CONSIGNES:
1. D'après le commentaire sur l'exercice n°15, à partir de quel moment l'ambiance est-elle donnée ?
2. Prolongez le commentaire sur l'exercice n°15 à la suite de sa dernière phrase.

2007-05-11 19:27:40 

 Commentaire Elemmirë, exercice n°15Détails
Tout à fait excellent ! L’ambiance est donnée dès les deux premières phrases, où on ressent déjà une certaine crispation. La progression de l’accès de panique est parfaitement suivie, avec de petites perles ça et là : « respirez normalement », « leur monde à eux », « une proie livrée à la fin imminente »... et tout le passage « la main glacée de l’autre hôtesse.. », deux longues phrases hachées lourdes d’émotion...
Tout le texte est extrêmement juste, avec en particulier ce décalage entre la peur envahissante, toute-puissante, la sensation de mort imminente et en même temps de durée infinie, et la vague perception d’une réalité extérieure à laquelle l’individu ne peut plus adhérer... C’est presque une dissociation psychotique...

EXTRAITS DE LIGNES:
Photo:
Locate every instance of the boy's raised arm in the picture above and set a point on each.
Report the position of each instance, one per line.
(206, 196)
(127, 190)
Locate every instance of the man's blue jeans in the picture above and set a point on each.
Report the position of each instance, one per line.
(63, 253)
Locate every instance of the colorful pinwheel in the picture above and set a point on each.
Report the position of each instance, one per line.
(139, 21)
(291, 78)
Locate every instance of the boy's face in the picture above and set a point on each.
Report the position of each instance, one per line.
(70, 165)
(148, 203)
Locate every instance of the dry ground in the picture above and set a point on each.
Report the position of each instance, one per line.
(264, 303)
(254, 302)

---

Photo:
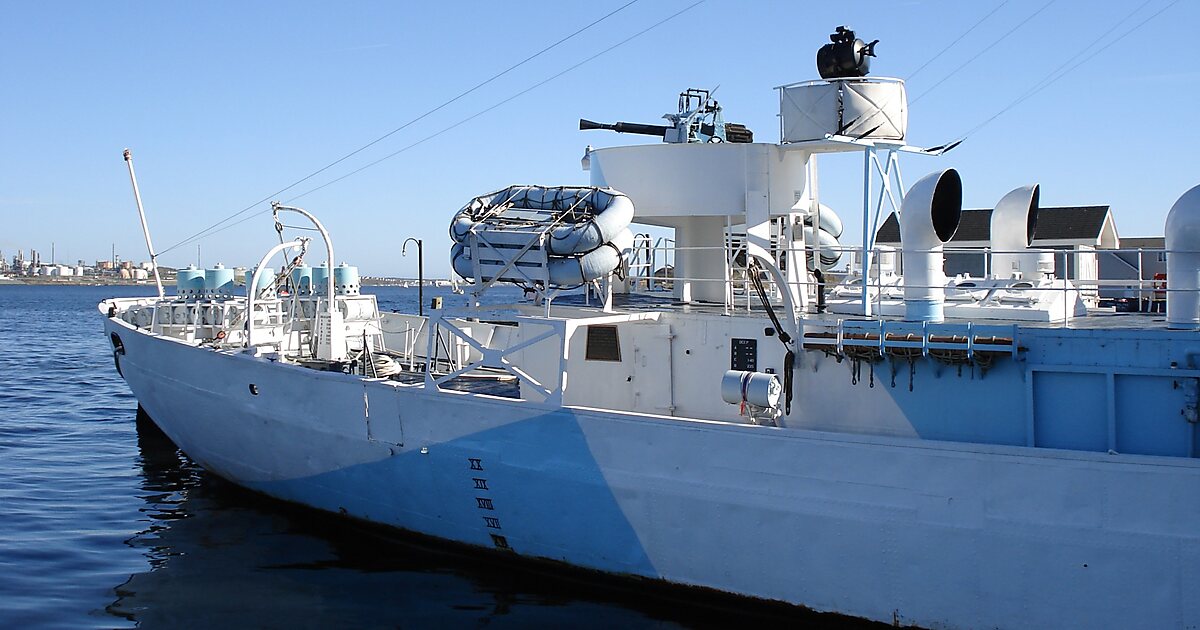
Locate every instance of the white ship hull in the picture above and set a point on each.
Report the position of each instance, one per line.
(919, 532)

...

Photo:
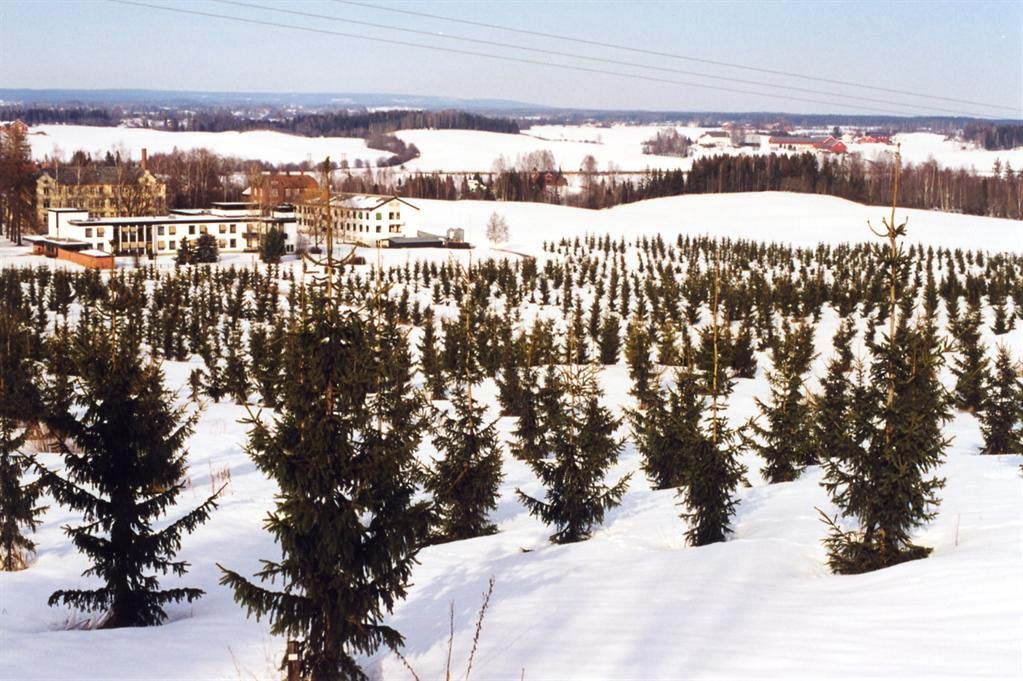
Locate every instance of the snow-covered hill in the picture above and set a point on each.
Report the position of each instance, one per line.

RÉPONSES PAR CONSIGNE:
1. Dès les deux premières phrases.

2.
Je me souviens avoir volé, dans les années 80, à bord d’un hélicoptère de type « Alouette », qui avait la particularité d’être presque totalement vitré. C’était comme si on était projeté dans le ciel. Au décollage (qui se fait en tournant, et non en ligne droite comme dans un avion), ma terreur était montée comme l’appareil et était devenue tellement intense que pendant quelques minutes d’éternité j’ai eu l’envie impérieuse de me lever, d’ouvrir la portière et de sauter dans le vide, pour que cette peur s’arrête... Ce fut une expérience terrible... et c’est fou le nombre de cimetières que j’ai comptés entre Toulouse et Rodez, je ne voyais plus rien d’autre...
En tout cas ton texte est très expressif, félicitations !
Narwa Roquen,clap clap clap!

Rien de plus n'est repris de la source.